**TEXT SHOWN:**

Antibiotics are Altering our Guts—Likely Permanently

 

Antibiotics are overused for conditions they do not treat, such as viral infections like cold or flu. Antibiotic overuse is leading to antibiotic resistance, one of the major challenges facing medicine today. But antibiotic resistance is not the only consequence of the average 10 – 20 courses of antibiotics children receive by the age of 18. An under-appreciated negative effect of too many antibiotics is the killing of beneficial bacteria, as highlighted in the recent Nature journal article, “Antibiotic Overuse: Stop the Killing of Beneficial Bacteria.”1

From the article, written by Martin M. Blaser, head of the department of medicine at New York University’s Langone Medical Center:

“Early evidence from my lab and others hints that, sometimes, our friendly flora never fully recover [after antibiotics]. These long-term changes to the beneficial bacteria within people’s bodies may even increase our susceptibility to infections and disease. Overuse of antibiotics could be fueling the dramatic increase in conditions such as obesity, type 1 diabetes, inflammatory bowel disease, allergies and asthma, which have more than doubled in many populations.”

This gut microbiota alteration is likely a contributing factor to the increase in antibiotic resistance seen in such “superbugs” as Clostridium difficile and methicillin-resistant Staphylococcus aureus, Blaser further explained.

Studies by Les Dethlefsen, David Relman, et al, have also found permanent alterations in gut microbiota after antibiotic treatment. These researchers investigated the effects of ciprofloxacin on gut microbiota changes over a period of 8 to 10 months in two studies—one with two courses of antibiotic treatment, the other with one.2,3 Each study involved extensive stool sample analysis by 16S pyrosequencing (one rDNA, one rRNA) in three subjects over many months.

In one study, gut composition closely resembled its pretreatment state four weeks after antibiotic treatment. However, several bacterial groups did not recover even six months later. In the second study, gut composition stabilized by the end of 10 months, but it differed from its original state. The study concluded, “Antibiotic perturbation may cause a shift to an alternative stable state, the full consequences of which remain unknown.”

**EXCERPTED DATA:**
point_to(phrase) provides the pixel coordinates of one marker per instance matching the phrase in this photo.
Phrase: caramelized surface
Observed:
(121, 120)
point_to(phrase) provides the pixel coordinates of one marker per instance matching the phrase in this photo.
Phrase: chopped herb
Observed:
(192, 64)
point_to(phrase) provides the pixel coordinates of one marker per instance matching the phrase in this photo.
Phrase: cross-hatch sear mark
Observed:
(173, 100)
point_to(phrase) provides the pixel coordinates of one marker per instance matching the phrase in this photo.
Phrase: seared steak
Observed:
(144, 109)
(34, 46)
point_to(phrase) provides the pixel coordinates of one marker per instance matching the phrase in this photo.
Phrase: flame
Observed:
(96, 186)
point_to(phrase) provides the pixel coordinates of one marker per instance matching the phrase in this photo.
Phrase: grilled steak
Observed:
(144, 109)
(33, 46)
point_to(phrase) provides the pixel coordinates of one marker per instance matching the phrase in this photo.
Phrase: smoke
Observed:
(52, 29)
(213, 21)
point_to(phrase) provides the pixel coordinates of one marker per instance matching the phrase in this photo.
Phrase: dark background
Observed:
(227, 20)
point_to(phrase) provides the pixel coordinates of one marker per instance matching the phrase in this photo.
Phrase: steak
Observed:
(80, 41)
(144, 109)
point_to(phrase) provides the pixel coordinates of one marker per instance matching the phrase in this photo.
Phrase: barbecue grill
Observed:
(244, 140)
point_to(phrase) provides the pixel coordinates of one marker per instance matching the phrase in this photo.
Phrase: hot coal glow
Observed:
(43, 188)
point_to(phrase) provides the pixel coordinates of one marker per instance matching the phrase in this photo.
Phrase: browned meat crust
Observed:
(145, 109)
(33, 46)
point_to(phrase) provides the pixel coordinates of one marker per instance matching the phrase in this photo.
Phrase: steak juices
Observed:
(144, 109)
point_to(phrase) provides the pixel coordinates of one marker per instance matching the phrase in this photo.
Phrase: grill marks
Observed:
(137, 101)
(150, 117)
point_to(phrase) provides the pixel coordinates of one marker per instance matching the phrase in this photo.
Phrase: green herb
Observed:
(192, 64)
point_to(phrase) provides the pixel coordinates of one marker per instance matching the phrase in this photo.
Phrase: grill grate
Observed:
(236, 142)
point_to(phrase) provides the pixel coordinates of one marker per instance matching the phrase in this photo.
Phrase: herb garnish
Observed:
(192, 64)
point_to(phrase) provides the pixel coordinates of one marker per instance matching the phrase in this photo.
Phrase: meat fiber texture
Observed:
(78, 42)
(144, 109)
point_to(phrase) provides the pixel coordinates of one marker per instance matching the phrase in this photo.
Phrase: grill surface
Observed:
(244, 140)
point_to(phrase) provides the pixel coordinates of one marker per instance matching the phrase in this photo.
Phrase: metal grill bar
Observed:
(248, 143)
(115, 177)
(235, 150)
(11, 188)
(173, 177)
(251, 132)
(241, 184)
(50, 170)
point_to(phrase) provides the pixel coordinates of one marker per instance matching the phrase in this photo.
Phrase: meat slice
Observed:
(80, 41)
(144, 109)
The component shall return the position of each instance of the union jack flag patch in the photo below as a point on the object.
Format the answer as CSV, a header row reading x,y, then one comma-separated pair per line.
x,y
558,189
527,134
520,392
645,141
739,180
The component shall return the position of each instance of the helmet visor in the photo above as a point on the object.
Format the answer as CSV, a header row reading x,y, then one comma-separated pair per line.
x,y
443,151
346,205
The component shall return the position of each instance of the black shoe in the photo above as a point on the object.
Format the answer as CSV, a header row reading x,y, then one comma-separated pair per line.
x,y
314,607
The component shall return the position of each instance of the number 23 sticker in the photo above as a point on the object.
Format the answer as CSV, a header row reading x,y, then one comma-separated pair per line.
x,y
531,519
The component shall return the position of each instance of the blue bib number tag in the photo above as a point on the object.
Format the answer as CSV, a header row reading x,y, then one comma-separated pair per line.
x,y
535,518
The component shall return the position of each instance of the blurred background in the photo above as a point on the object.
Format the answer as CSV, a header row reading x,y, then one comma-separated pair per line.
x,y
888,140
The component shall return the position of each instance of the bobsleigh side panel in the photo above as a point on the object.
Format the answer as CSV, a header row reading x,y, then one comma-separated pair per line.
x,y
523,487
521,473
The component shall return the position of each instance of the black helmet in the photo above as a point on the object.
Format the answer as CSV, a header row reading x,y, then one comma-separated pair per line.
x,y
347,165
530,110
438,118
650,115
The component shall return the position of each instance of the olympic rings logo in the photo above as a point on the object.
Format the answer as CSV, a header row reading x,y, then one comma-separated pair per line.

**COMPLETE THE FOLLOWING:**
[a] Answer these questions about the text on antibiotics and gut bacteria:
(i) On average, how many courses of antibiotics do children receive by the age of 18?
(ii) Which antibiotic did the studies by Les Dethlefsen, David Relman, et al. investigate?
(iii) In one of those studies, how long after treatment did gut composition closely resemble its pretreatment state?
[b] In the text on antibiotics and gut bacteria, rewrite the part that opens with the words "Studies by Les" and closes with "over many months.", putting "scientists" in place of "researchers".

**PROBLEM SOLUTIONS:**
[a]
(i) 10 – 20 courses
(ii) Ciprofloxacin
(iii) Four weeks

[b]
Studies by Les Dethlefsen, David Relman, et al, have also found permanent alterations in gut microbiota after antibiotic treatment. These scientists investigated the effects of ciprofloxacin on gut microbiota changes over a period of 8 to 10 months in two studies—one with two courses of antibiotic treatment, the other with one.2,3 Each study involved extensive stool sample analysis by 16S pyrosequencing (one rDNA, one rRNA) in three subjects over many months.